Things to do =>
**A)** Do these statements agree with the Battlefield 3 beta article: (i) the beta offers only one map and one mode, (ii) the writer is not having fun with the beta, (iii) PS Plus subscribers got into the beta in early September? Answer each with yes or no and quote the deciding words of the article.
**B)** Reproduce part of the Battlefield 3 beta article, starting at the words "When I played" and stopping after "a bit nervous.".

Passage to read =>
-- BEGIN --

# Three Ways EA and DICE Messed up the Battlefield 3 Beta



## Ares (Nov 23, 2009)

*Three Ways EA and DICE Messed up the Battlefield 3 Beta*
Written by Cameron Teague










There has been a lot of debate lately on whether the _Battlefield 3_ beta is good or bad, and really on just what kind of purpose a beta should serve. We will save the talk on what a beta should be for another time, and focus mainly on _Battlefield 3_ and if in fact this is a “good” beta. I will say I am having fun with the beta but there are three key areas where I think EA and DICE completely screwed up with the beta release.

*Scale, or Lack of it*

EA and DICE have spent the majority of their development time trying to convince people that _Battlefield 3_ is, and will be, better than _Call of Duty: Modern Warfare 3_. They have explained ad nauseam the differences between the two and how _BF3_ has a larger scale and vehicles. So here comes your beta release for this game of huge scale and lots of vehicles, and yet you don’t have a map that has either of these, and instead focuses on a smaller, infantry-based map. First off, how can DICE properly test the servers for a game of this scale, with a small map and no vehicles? What this does is confuse some of the more casual gamers who play the beta or read about it, only to hear nothing about tanks and planes, but all about squads. It does a poor job of representing what your product has to offer, even though it is just a beta. Beta’s are not treated the way they used to be and sadly, a lot of people will base their purchase on how the beta played.
*
Lack of Options*

When I played the _Uncharted 3_ beta, there were two very different maps and even a few different modes to try, properly testing the software while also giving gamers a great taste of all the different multiplayer options the game has to offer. In _Battlefield 3_ however, there is only one map and one mode, which as I did before, does not properly showcase your game, nor can it be that good for stress testing the many different scenarios the team is sure to face. I know I may be nitpicking with this last one, but it would also be nice for the options that are there to work, especially so close to launch. These options include proper squad joining and the ability to join a game as a squad and stay as a squad. Yes, this is a beta and bugs are expected, but when you see this issue and know that this was also a major issue in _Bad Company 2_, it’s tough not to be a bit nervous.
*
Timing*

Most of the time when you join up on a beta and start to get your hands on the game, you are usually months away from release of the game, sometimes longer. That is why the timing of the _Battlefield 3_ beta was a bit of a shock, as PS Plus subscribers, which I would think is the majority of the testers, got in late September. I know nothing about fixing issues from a beta, but to me this seems fairly last second to find and fix bugs before launch, especially when there have been a number of reported issues with the beta software – and it’s important to note that a game has to be completed and sent off to be printed weeks before release. Does this mean we could be seeing the release of a buggy game that receives patches the first few days?

-- END --

Data lines =>
-- BEGIN --

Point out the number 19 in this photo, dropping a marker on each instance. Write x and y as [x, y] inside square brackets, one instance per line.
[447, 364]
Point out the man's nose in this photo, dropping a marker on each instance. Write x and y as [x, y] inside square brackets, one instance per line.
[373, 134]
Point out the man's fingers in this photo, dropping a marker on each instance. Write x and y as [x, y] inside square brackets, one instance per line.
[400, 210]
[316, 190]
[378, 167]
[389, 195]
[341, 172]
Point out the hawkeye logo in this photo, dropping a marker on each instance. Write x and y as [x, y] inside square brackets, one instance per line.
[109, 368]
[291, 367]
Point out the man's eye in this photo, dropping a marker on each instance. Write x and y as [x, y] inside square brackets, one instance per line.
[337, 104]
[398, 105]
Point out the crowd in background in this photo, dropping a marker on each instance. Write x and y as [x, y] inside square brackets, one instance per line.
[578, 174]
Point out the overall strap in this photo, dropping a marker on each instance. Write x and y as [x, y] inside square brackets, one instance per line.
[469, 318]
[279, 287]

-- END --

Task-by-task outputs =>
**A)**
(i) Yes: "there is only one map and one mode"
(ii) No: "I will say I am having fun with the beta"
(iii) No: "got in late September"

**B)**
When I played the _Uncharted 3_ beta, there were two very different maps and even a few different modes to try, properly testing the software while also giving gamers a great taste of all the different multiplayer options the game has to offer. In _Battlefield 3_ however, there is only one map and one mode, which as I did before, does not properly showcase your game, nor can it be that good for stress testing the many different scenarios the team is sure to face. I know I may be nitpicking with this last one, but it would also be nice for the options that are there to work, especially so close to launch. These options include proper squad joining and the ability to join a game as a squad and stay as a squad. Yes, this is a beta and bugs are expected, but when you see this issue and know that this was also a major issue in _Bad Company 2_, it’s tough not to be a bit nervous.